> _TASK INSTRUCTIONS_
Reproduce every row below word for word, in the same order.

> _PROVIDED DATA_

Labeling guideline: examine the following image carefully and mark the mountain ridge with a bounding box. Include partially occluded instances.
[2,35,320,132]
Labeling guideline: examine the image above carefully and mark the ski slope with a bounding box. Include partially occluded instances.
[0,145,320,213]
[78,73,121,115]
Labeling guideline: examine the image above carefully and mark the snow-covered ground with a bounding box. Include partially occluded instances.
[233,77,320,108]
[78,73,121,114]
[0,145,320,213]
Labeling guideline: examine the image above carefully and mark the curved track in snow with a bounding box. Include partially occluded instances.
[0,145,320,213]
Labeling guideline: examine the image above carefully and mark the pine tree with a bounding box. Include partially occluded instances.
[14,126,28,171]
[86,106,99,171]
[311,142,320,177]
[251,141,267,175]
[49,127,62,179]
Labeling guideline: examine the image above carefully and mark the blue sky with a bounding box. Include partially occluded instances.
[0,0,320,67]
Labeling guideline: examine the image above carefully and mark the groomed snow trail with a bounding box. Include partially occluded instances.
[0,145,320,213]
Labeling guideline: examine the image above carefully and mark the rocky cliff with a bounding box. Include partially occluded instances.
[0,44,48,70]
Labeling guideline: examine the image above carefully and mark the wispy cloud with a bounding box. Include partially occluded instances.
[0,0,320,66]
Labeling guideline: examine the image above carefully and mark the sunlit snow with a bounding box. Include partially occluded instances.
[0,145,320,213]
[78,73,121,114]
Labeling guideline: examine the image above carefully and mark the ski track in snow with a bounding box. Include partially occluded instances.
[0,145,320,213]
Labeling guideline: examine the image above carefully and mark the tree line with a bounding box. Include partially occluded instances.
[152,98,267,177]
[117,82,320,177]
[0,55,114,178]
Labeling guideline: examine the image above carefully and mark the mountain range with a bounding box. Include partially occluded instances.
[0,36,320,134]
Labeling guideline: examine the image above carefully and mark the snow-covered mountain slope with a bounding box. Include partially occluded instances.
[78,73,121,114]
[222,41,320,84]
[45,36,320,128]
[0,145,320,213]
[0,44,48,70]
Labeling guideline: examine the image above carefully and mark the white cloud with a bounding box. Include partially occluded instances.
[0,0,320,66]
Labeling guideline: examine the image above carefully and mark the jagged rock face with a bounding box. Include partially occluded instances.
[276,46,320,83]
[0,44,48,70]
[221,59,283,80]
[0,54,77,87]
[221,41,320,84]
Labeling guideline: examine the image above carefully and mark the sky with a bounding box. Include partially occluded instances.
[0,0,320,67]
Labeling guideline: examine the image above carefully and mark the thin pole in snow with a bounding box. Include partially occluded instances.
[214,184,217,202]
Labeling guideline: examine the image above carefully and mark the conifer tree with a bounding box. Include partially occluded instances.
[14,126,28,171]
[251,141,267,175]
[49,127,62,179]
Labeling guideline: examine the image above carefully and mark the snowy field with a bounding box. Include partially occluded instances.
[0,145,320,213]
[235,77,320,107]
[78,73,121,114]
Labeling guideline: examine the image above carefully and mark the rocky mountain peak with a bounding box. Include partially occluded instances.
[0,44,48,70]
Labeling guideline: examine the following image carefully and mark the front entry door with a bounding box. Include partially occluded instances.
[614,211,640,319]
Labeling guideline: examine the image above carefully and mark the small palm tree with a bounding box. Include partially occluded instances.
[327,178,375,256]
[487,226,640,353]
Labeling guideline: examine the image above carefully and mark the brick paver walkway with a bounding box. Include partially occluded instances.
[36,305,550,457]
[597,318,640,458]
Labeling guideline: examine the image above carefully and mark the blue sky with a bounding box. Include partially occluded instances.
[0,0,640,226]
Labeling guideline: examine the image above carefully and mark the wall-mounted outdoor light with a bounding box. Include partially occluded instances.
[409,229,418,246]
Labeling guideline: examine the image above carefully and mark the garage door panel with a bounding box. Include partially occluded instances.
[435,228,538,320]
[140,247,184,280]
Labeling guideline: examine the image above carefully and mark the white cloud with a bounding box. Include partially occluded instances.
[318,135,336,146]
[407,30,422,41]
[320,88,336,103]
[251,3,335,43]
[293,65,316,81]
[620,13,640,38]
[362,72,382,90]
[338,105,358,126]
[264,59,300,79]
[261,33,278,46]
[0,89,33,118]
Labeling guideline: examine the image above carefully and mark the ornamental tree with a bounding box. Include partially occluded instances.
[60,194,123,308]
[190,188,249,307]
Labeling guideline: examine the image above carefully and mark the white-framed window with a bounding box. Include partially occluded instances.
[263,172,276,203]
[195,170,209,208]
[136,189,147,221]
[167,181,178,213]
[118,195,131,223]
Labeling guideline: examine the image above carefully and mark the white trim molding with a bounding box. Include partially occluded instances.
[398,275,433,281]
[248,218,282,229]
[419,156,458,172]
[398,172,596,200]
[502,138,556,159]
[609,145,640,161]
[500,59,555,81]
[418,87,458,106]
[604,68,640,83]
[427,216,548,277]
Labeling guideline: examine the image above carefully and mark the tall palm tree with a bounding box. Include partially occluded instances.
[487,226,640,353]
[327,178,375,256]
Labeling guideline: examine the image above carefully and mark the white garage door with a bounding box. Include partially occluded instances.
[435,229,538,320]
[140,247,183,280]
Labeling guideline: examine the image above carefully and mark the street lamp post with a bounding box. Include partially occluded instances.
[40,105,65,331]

> _FINISHED ANSWER_
Labeling guideline: examine the following image carefully and mark the mountain ridge with a bounding box. Include partially occluded instances.
[2,35,320,132]
Labeling guideline: examine the image above carefully and mark the ski slope with a bounding box. Include partially occluded instances.
[0,145,320,213]
[78,73,121,115]
Labeling guideline: examine the image above carefully and mark the snow-covered ground with a bounding box. Include partially occluded instances.
[233,77,320,108]
[78,73,121,114]
[0,145,320,213]
Labeling guideline: examine the image above carefully and mark the curved track in snow with a bounding box. Include partially occluded instances.
[0,145,320,213]
Labeling guideline: examine the image above carefully and mark the pine tree with a bounding box. Include partially occluded instances.
[14,126,28,171]
[86,106,99,171]
[311,142,320,177]
[251,141,267,175]
[49,127,62,179]
Labeling guideline: examine the image above carefully and mark the blue sky with a bounding box. Include partially occluded instances.
[0,0,320,67]
Labeling guideline: examine the image above carefully and mark the groomed snow trail with a bounding box. Include partially occluded instances.
[0,145,320,213]
Labeling guideline: examine the image above carefully and mark the rocky cliff with a bounding box. Include partially occluded instances.
[0,44,48,70]
Labeling guideline: examine the image above carefully and mark the wispy cloud with a bounding box. Include partially occluded instances.
[0,0,320,66]
Labeling guideline: examine the image above carefully and mark the sunlit snow with a bounding box. Include partially occluded instances.
[0,145,320,213]
[78,73,121,114]
Labeling guideline: examine the image above carefully and mark the ski track in snow with a bounding box. Include partially occluded instances.
[0,145,320,213]
Labeling guideline: examine the image above carefully and mark the tree line with a bounding box. Include partially occluded instances.
[152,98,267,177]
[117,82,320,177]
[0,55,114,178]
Labeling guideline: examine the image above carefully and mark the mountain range with a bounding box. Include partially occluded instances.
[0,36,320,134]
Labeling guideline: examine the image above carefully and mark the snow-covered mountain slope with a bounding box. Include partially occluded instances.
[78,73,121,114]
[222,41,320,84]
[45,36,320,128]
[0,145,320,213]
[0,44,48,70]
Labeling guideline: examine the image above carefully and mark the white cloud with a bounding box. Include partially occluded instances.
[0,0,320,66]
Labeling guideline: examine the image above carefully and mark the jagged rock face with a bounding box. Include partially occluded instances.
[276,46,320,83]
[0,44,48,70]
[221,59,283,80]
[0,54,77,87]
[221,41,320,84]
Labeling guideline: examine the image above carefully and mark the sky with a bounding box. Include partially occluded instances.
[0,0,320,67]
Labeling guideline: examine the image above carefully and mark the thin pole in snow with a bounding box. Include partially occluded instances.
[214,184,217,202]
Labeling guideline: examine the image above carefully and mark the conifer tree with a bounding box. Include partially occluded instances.
[14,126,28,171]
[251,141,267,175]
[49,127,62,179]
Labeling guideline: examine the image above carefully and mark the snowy field with a bounding box. Include partially occluded instances.
[0,145,320,213]
[235,77,320,107]
[78,73,121,114]
Labeling guideline: examine the image above carefully and mark the rocky mountain peak with a bounding box. Include partially occluded instances.
[0,44,48,70]
Labeling guideline: examine the following image carefully and mark the front entry door with a bounding box. Include partially occluded instances.
[614,211,640,319]
Labeling guideline: examine the image above carefully and mark the small palm tree with a bounding box. Include partially occluded instances.
[327,178,375,256]
[487,226,640,353]
Labeling guideline: examine the image above carefully and mark the brick paver walkway with a bounding box. Include partially occluded instances.
[36,305,550,457]
[597,318,640,458]
Labeling guideline: examine the image above carefully and mark the blue sky with a bounding box. Include partially occluded instances.
[0,0,640,226]
Labeling guideline: examine the image above carefully and mark the wall-mounted outdoor light with a bounding box. Include partially occluded instances.
[409,229,418,246]
Labeling guideline: examine the image above carefully and mark the garage door panel with a bounding box. Include partially occluded instances.
[435,228,538,320]
[140,247,184,280]
Labeling guideline: examine the image above carefully and mark the white cloud with a bounding box. Include partially occluded instances.
[318,135,336,146]
[407,30,422,41]
[320,88,336,103]
[251,3,335,43]
[293,65,316,81]
[620,13,640,38]
[362,72,382,90]
[338,105,358,126]
[264,59,300,79]
[261,33,278,46]
[0,89,33,118]
Labeling guideline: examine the image above carefully and mark the ornamental tree with a bounding box. Include partially occluded instances.
[60,194,123,308]
[190,188,249,307]
Labeling guideline: examine the image above carefully and mark the white-framed window with a bounding box. Include partially occluded instances.
[263,172,276,203]
[195,170,209,208]
[136,189,147,221]
[167,181,178,213]
[118,195,131,223]
Labeling guideline: examine the image above carefully and mark the white trim molding with a bounding box. Include partially occluded instances.
[398,275,433,281]
[248,218,282,229]
[419,156,458,172]
[398,172,596,200]
[502,138,556,159]
[609,145,640,161]
[500,59,555,81]
[418,87,458,106]
[604,68,640,83]
[427,216,548,277]
Labeling guideline: examine the image above carefully and mark the tall palm tree with a bounding box. Include partially occluded instances.
[487,226,640,353]
[327,178,375,256]
Labeling guideline: examine the image above carefully and mark the white garage door with a bounding box. Include partially occluded instances.
[435,229,538,320]
[140,247,183,280]
Labeling guideline: examine the image above carefully and mark the street lamp post with a bounding box. Include partially occluded instances.
[40,105,65,331]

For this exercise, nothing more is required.